Problem requirements:
The listing that follows should be copied in full, exactly as written.

----

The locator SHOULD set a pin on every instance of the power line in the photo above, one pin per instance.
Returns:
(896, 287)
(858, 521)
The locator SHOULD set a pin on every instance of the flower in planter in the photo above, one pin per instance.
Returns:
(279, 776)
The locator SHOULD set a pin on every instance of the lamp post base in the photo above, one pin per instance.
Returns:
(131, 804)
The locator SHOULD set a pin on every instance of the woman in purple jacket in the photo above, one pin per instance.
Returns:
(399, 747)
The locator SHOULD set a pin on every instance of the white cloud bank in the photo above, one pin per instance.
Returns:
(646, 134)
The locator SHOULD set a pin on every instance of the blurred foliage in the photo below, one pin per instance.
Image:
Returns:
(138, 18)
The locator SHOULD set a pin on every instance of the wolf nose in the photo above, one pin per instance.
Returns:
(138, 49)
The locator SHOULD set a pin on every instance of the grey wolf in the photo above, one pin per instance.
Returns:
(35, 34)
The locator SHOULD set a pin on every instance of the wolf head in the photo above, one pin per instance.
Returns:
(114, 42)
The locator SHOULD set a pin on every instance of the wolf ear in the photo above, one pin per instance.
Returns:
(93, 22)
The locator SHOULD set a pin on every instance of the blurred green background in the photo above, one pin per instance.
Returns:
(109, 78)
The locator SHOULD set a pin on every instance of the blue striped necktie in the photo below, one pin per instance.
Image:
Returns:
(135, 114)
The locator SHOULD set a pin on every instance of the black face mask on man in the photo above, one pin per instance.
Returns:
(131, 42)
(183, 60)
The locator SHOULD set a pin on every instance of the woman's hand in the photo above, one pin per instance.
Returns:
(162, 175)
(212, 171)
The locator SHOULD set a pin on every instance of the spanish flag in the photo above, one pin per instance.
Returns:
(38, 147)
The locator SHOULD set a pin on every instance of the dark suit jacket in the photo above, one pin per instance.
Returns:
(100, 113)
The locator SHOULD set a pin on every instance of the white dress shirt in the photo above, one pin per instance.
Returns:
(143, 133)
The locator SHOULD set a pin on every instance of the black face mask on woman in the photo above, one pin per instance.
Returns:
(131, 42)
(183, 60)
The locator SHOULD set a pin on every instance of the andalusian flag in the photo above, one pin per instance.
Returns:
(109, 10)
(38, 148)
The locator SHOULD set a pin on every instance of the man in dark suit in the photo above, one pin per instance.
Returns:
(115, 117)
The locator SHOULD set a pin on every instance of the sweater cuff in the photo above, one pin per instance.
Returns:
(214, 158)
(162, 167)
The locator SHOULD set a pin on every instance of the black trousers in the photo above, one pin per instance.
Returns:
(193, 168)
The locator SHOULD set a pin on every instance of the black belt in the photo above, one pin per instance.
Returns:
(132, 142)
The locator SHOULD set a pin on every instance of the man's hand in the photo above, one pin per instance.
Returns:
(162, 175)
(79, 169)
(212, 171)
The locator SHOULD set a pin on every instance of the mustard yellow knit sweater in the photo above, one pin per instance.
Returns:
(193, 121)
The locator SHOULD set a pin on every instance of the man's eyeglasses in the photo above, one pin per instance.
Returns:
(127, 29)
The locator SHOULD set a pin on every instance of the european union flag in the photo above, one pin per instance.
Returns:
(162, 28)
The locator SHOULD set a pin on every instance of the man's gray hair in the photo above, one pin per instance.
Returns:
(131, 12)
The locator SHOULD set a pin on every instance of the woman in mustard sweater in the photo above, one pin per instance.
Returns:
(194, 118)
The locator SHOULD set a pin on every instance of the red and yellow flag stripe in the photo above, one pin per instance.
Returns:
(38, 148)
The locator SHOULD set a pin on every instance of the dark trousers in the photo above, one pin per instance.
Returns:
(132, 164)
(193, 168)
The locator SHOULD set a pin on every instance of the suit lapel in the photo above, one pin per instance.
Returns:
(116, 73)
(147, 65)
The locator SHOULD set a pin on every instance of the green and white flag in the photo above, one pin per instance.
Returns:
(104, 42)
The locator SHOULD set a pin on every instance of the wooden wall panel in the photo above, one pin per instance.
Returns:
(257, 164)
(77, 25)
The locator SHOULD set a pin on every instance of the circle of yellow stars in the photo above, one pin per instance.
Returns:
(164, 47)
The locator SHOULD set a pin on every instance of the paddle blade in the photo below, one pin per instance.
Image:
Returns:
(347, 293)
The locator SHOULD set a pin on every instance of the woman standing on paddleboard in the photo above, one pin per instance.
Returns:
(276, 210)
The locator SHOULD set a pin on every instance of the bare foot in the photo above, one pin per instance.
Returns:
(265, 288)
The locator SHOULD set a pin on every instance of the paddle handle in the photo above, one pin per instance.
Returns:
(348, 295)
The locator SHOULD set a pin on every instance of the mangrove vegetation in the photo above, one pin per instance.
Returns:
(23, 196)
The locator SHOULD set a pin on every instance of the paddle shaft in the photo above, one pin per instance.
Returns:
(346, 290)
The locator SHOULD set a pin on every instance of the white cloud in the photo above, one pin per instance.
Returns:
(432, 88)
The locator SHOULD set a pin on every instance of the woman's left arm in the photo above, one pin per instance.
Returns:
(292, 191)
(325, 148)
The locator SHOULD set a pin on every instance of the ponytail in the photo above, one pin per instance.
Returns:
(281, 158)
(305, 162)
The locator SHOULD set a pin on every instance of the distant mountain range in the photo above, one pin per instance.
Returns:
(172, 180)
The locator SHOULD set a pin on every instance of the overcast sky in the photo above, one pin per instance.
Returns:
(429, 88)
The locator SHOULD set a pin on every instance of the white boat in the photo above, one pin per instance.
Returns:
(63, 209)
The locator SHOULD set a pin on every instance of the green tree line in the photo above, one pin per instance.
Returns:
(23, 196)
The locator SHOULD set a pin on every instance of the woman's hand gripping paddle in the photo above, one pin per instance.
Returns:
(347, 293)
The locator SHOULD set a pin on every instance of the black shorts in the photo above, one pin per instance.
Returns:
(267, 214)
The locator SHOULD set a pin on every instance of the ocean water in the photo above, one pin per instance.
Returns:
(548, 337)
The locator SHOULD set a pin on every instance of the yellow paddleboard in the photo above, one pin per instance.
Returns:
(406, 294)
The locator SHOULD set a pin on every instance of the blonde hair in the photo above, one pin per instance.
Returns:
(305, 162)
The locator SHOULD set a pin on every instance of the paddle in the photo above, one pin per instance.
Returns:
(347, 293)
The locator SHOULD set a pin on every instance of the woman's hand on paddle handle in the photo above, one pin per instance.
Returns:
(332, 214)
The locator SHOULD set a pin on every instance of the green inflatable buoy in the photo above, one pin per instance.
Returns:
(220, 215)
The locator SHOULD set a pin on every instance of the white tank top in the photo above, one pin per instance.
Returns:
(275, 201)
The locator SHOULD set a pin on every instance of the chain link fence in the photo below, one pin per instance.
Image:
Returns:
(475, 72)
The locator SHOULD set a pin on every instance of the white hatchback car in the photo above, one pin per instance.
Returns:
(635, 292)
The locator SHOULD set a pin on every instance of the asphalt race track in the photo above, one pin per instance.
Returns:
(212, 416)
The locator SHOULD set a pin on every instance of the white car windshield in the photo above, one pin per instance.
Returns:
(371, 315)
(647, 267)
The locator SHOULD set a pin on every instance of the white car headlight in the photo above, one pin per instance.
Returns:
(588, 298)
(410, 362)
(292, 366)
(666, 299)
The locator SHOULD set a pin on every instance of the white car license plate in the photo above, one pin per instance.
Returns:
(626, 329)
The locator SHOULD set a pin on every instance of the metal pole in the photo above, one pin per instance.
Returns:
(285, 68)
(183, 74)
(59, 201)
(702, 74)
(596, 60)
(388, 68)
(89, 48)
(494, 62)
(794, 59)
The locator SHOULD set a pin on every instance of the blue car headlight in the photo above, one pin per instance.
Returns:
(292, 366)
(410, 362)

----

Exercise solution:
The locator SHOULD set a pin on every instance of the power line in the photo above, one pin per instance.
Returns:
(896, 287)
(858, 521)
The locator SHOULD set a pin on every instance of the flower in planter in the photo above, one pin per instance.
Returns:
(279, 776)
The locator SHOULD set a pin on every instance of the lamp post base in the photo above, one pin per instance.
Returns:
(131, 804)
The locator SHOULD set a pin on every instance of the woman in purple jacket in the photo above, one pin per instance.
Returns:
(399, 747)
The locator SHOULD set a pin on every instance of the white cloud bank in the photo above, one pin per instance.
Returns:
(646, 134)
The locator SHOULD set a pin on every instance of the blurred foliage in the photo below, one pin per instance.
Image:
Returns:
(138, 18)
The locator SHOULD set a pin on every instance of the wolf nose in the photo above, one pin per instance.
Returns:
(138, 49)
The locator SHOULD set a pin on every instance of the grey wolf in the photo above, one pin per instance.
Returns:
(35, 34)
The locator SHOULD set a pin on every instance of the wolf head in the photo above, one pin per instance.
Returns:
(114, 42)
The locator SHOULD set a pin on every instance of the wolf ear in the photo above, one pin per instance.
Returns:
(93, 22)
The locator SHOULD set a pin on every instance of the blurred green background in the photo above, one pin per instance.
Returns:
(109, 78)
The locator SHOULD set a pin on every instance of the blue striped necktie in the photo below, one pin per instance.
Image:
Returns:
(135, 114)
The locator SHOULD set a pin on every instance of the black face mask on man in the photo above, one pin per instance.
Returns:
(131, 42)
(183, 60)
The locator SHOULD set a pin on every instance of the woman's hand in the photo above, one pin per instance.
Returns:
(162, 175)
(212, 171)
The locator SHOULD set a pin on every instance of the spanish flag in the photo above, one pin per instance.
Returns:
(38, 147)
The locator SHOULD set a pin on every instance of the dark suit jacket in the photo above, one pin per instance.
Returns:
(100, 113)
The locator SHOULD set a pin on every instance of the white dress shirt in the photo above, one pin per instance.
Returns:
(143, 133)
The locator SHOULD set a pin on every instance of the black face mask on woman in the photo above, one pin per instance.
Returns:
(131, 42)
(183, 60)
The locator SHOULD set a pin on every instance of the andalusian flag in the photo above, one pin per instance.
Returns:
(109, 10)
(38, 148)
The locator SHOULD set a pin on every instance of the man in dark suit in the photo above, one pin per instance.
Returns:
(115, 117)
The locator SHOULD set a pin on every instance of the sweater cuff in the photo above, one pin per instance.
Returns:
(214, 158)
(162, 167)
The locator SHOULD set a pin on every instance of the black trousers in the photo above, one pin per instance.
Returns:
(193, 168)
The locator SHOULD set a pin on every instance of the black belt in the photo above, one pin per instance.
Returns:
(132, 142)
The locator SHOULD set a pin on every instance of the man's hand in the photo above, one pin per instance.
Returns:
(162, 175)
(79, 169)
(212, 171)
The locator SHOULD set a pin on every instance of the mustard yellow knit sweater in the photo above, one pin per instance.
Returns:
(193, 121)
The locator SHOULD set a pin on every instance of the man's eyeglasses in the photo above, one pin per instance.
Returns:
(127, 29)
The locator SHOULD set a pin on every instance of the european union flag in the photo above, one pin per instance.
Returns:
(162, 28)
The locator SHOULD set a pin on every instance of the man's gray hair in the photo above, one pin per instance.
Returns:
(131, 12)
The locator SHOULD set a pin on every instance of the woman in mustard sweater in the photo above, one pin per instance.
Returns:
(194, 118)
The locator SHOULD set a pin on every instance of the red and yellow flag stripe in the photo above, one pin per instance.
Returns:
(38, 148)
The locator SHOULD set a pin on every instance of the dark trousers in the photo above, one pin per instance.
Returns:
(132, 164)
(193, 168)
The locator SHOULD set a pin on every instance of the suit lapel in the photo above, one pin per instance.
Returns:
(116, 73)
(147, 65)
The locator SHOULD set a pin on every instance of the green and white flag in the photo above, one pin per instance.
Returns:
(104, 42)
The locator SHOULD set a pin on every instance of the wooden wall panel in the photo above, one pin per instance.
Returns:
(257, 164)
(77, 25)
The locator SHOULD set a pin on every instance of the circle of yellow stars in the photo above, one pin per instance.
Returns:
(164, 47)
The locator SHOULD set a pin on every instance of the paddle blade in the photo below, one pin per instance.
Image:
Returns:
(347, 293)
The locator SHOULD set a pin on every instance of the woman standing on paddleboard in the photo above, one pin per instance.
Returns:
(276, 210)
The locator SHOULD set a pin on every instance of the bare foot in the photo above, one pin per instance.
Returns:
(265, 288)
The locator SHOULD set a pin on every instance of the paddle handle in the photo above, one pin per instance.
Returns:
(348, 295)
The locator SHOULD set a pin on every instance of the mangrove vegetation in the photo above, one pin per instance.
Returns:
(23, 196)
The locator SHOULD set a pin on every instance of the paddle shaft in the photo above, one pin per instance.
Returns:
(346, 290)
The locator SHOULD set a pin on every instance of the white cloud in the photo above, one pin per instance.
Returns:
(432, 88)
The locator SHOULD set a pin on every instance of the woman's left arm in the photo above, one pin per instance.
Returns:
(292, 191)
(325, 148)
The locator SHOULD set a pin on every instance of the ponytail in the photo above, one pin per instance.
Returns:
(281, 158)
(305, 162)
The locator SHOULD set a pin on every instance of the distant mountain range in the photo above, one pin per instance.
Returns:
(172, 180)
The locator SHOULD set a pin on every instance of the overcast sky in the photo above, one pin per instance.
Returns:
(429, 88)
The locator SHOULD set a pin on every instance of the white boat in the photo above, one pin per instance.
Returns:
(63, 209)
The locator SHOULD set a pin on every instance of the green tree line in the photo above, one pin per instance.
Returns:
(23, 196)
The locator SHOULD set a pin on every instance of the woman's hand gripping paddle in the photo above, one pin per instance.
Returns:
(347, 293)
The locator SHOULD set a pin on every instance of the black shorts in the photo above, one pin per instance.
Returns:
(267, 214)
The locator SHOULD set a pin on every instance of the ocean water in the photo above, one pin per instance.
Returns:
(548, 337)
The locator SHOULD set a pin on every instance of the yellow paddleboard in the photo above, one pin per instance.
Returns:
(406, 294)
The locator SHOULD set a pin on every instance of the blonde hair in the photo above, one pin per instance.
Returns:
(305, 162)
The locator SHOULD set a pin on every instance of the paddle in the photo above, one pin per instance.
Returns:
(347, 293)
The locator SHOULD set a pin on every instance of the woman's hand on paddle handle in the photo above, one pin per instance.
Returns:
(332, 214)
The locator SHOULD set a pin on every instance of the green inflatable buoy in the photo above, one pin per instance.
Returns:
(220, 215)
The locator SHOULD set a pin on every instance of the white tank top in the photo above, one pin per instance.
Returns:
(275, 201)
The locator SHOULD set a pin on every instance of the chain link fence in the photo below, one pin per instance.
Image:
Returns:
(475, 72)
The locator SHOULD set a pin on every instance of the white hatchback car in the photo above, one pin per instance.
Returns:
(635, 292)
The locator SHOULD set a pin on every instance of the asphalt race track in the photo above, one pin per instance.
Returns:
(212, 416)
The locator SHOULD set a pin on every instance of the white car windshield in the photo above, one pin per instance.
Returns:
(371, 315)
(647, 267)
The locator SHOULD set a pin on every instance of the white car headlight in the photo above, one pin per instance.
Returns:
(588, 298)
(410, 362)
(292, 366)
(666, 299)
The locator SHOULD set a pin on every instance of the white car license plate in the photo above, one pin per instance.
Returns:
(626, 329)
The locator SHOULD set a pin on every instance of the metal pole in the photo above, one pin per instance.
Returns:
(285, 68)
(183, 74)
(59, 201)
(702, 74)
(596, 60)
(388, 68)
(89, 48)
(494, 62)
(794, 59)
The locator SHOULD set a pin on every instance of the blue car headlight in the photo above, one pin per instance.
Returns:
(292, 366)
(410, 362)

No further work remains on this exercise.